[Outline annotation material]
::::::::::

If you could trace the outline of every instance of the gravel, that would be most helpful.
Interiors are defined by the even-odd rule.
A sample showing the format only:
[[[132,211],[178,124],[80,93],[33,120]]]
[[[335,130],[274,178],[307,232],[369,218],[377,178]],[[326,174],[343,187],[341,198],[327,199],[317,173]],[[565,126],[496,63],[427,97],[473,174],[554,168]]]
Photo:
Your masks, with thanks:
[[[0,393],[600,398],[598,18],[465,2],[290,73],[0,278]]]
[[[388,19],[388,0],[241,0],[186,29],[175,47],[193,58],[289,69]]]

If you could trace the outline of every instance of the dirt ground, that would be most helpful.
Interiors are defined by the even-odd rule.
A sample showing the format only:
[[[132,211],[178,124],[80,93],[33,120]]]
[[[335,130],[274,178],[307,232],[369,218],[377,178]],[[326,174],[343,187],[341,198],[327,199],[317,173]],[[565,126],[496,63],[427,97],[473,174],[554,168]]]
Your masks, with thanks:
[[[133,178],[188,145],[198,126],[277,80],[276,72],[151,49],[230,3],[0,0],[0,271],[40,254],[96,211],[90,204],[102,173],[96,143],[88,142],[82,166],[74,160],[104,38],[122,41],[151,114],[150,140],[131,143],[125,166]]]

::::::::::

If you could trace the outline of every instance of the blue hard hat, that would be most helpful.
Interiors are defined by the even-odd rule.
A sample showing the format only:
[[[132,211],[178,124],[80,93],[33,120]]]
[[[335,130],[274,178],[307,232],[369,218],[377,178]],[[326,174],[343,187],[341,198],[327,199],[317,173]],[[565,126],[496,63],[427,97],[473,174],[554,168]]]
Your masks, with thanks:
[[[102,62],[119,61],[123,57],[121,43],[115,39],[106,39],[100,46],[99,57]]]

::::::::::

* _The problem_: Count the lines of the material above that contain the string "most", treating uppercase and lowercase as different. Reply with the number alone.

* _Result_: 3